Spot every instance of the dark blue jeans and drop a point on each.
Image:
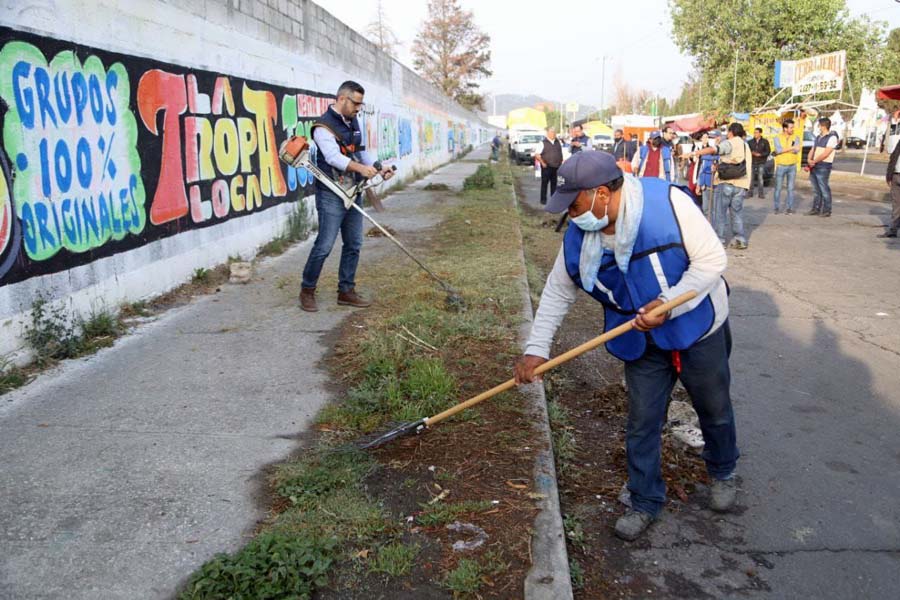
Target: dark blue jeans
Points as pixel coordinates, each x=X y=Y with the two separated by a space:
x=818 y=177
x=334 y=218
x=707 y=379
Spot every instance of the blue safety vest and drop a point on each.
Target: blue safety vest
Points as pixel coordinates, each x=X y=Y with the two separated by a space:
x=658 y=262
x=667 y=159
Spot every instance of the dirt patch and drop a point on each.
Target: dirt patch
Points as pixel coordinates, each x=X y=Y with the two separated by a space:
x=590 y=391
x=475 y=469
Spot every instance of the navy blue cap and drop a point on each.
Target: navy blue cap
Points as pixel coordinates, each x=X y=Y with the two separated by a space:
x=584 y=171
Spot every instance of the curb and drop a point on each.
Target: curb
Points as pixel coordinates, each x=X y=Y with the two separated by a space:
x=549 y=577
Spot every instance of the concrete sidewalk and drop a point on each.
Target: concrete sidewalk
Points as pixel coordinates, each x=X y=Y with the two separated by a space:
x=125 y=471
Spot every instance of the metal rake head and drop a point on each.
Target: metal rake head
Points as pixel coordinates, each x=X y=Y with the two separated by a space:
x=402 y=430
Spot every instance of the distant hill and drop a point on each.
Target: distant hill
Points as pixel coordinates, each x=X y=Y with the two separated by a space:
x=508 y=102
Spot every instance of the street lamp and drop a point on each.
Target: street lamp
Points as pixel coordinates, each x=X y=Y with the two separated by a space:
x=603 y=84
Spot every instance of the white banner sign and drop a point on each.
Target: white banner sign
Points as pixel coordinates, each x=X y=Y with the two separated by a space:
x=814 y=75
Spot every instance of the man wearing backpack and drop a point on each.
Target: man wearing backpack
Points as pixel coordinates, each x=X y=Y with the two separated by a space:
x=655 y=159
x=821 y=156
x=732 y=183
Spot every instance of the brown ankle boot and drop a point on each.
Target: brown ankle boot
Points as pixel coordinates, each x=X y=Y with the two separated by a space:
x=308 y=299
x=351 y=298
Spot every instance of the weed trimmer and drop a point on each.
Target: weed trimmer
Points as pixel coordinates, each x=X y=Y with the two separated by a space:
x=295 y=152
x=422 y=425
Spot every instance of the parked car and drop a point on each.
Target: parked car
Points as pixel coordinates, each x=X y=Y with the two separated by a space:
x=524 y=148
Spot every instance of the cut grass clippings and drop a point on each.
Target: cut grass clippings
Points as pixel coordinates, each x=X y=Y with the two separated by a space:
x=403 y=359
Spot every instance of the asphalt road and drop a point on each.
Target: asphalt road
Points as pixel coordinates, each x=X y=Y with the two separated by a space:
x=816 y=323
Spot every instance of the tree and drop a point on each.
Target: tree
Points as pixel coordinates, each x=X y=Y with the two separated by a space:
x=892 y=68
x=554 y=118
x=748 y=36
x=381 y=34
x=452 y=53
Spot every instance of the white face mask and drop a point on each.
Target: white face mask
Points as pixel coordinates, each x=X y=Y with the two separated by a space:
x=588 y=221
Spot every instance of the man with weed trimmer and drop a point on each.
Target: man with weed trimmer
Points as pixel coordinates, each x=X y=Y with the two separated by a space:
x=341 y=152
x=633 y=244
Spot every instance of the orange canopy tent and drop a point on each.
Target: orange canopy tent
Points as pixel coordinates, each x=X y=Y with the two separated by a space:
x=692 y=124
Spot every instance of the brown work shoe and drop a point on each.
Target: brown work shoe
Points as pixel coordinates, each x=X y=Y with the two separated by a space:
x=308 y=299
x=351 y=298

Task description: Each line of the entries where the string "work" occurs should be shown.

Solution:
Spot every instance of the brown work shoe and drop a point on each.
Target: brown work shoe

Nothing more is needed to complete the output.